> _PROBLEM A_: Copy the Asua biography from the words "José María Asua" through the words "Materials Research Institute.": begin at the words that have "José María Asua" and stop after "Materials Research Institute.".
> _PROBLEM B_: Do these three statements agree with the Asua biography? Answer yes or no for each and quote the deciding words. (i) Asua earned his Bachelor's degree in Chemistry from the University of Zaragoza. (ii) He joined the Faculty of Chemical Sciences at the University of the Basque Country in 1978. (iii) He spent a sabbatical year at Lehigh University as a Fulbright scholar.
(TEXT SECTION begins)
José María Asua González (Zarátamo, April 6, 1953) is a Spanish chemist, professor of chemical engineering at the University of the Basque Country and director of Polymat, the Polymeric Materials Research Institute.

Asua obtained his Bachelor's degree in Chemistry from the University of Bilbao in 1975, and completed his PhD in Chemistry at the University of Zaragoza, researching the deactivation of solid catalysts.

== Research and professional career ==
In 1978, he joined the Faculty of Chemical Sciences at the University of the Basque Country to research the subject of polymerization reactors. He completed a post-doctoral stay at the University of Liège (Belgium) investigating the hydrodynamics of trickle bed reactors (TBR), and has spent sabbatical years at Lehigh University (USA) as a Fulbright scholar and at the University of Waterloo (Canada) as a visiting professor.
(TEXT SECTION ends)
(RECORD SET begins)
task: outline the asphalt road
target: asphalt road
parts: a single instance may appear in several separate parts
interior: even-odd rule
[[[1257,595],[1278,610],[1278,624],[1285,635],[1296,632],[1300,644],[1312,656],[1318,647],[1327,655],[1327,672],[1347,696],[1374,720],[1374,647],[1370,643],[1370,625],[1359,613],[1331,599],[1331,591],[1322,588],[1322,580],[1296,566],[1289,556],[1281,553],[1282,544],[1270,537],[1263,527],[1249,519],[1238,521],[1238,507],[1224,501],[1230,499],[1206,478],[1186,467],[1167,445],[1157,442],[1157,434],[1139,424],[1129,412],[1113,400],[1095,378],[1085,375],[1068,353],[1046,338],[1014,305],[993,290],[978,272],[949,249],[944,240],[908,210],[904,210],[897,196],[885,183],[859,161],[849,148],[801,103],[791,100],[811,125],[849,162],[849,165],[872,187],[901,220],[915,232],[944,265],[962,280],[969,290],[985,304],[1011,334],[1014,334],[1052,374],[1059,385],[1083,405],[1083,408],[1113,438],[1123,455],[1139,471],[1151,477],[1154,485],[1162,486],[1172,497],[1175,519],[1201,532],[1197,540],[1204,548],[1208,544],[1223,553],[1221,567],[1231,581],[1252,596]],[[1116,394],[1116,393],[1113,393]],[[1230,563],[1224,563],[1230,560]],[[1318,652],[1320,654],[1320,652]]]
(RECORD SET ends)
> _PROBLEM SOLUTION A_:
José María Asua González (Zarátamo, April 6, 1953) is a Spanish chemist, professor of chemical engineering at the University of the Basque Country and director of Polymat, the Polymeric Materials Research Institute.

> _PROBLEM SOLUTION B_:
(i) No: "obtained his Bachelor's degree in Chemistry from the University of Bilbao in 1975"
(ii) Yes: "In 1978, he joined the Faculty of Chemical Sciences at the University of the Basque Country"
(iii) Yes: "has spent sabbatical years at Lehigh University (USA) as a Fulbright scholar"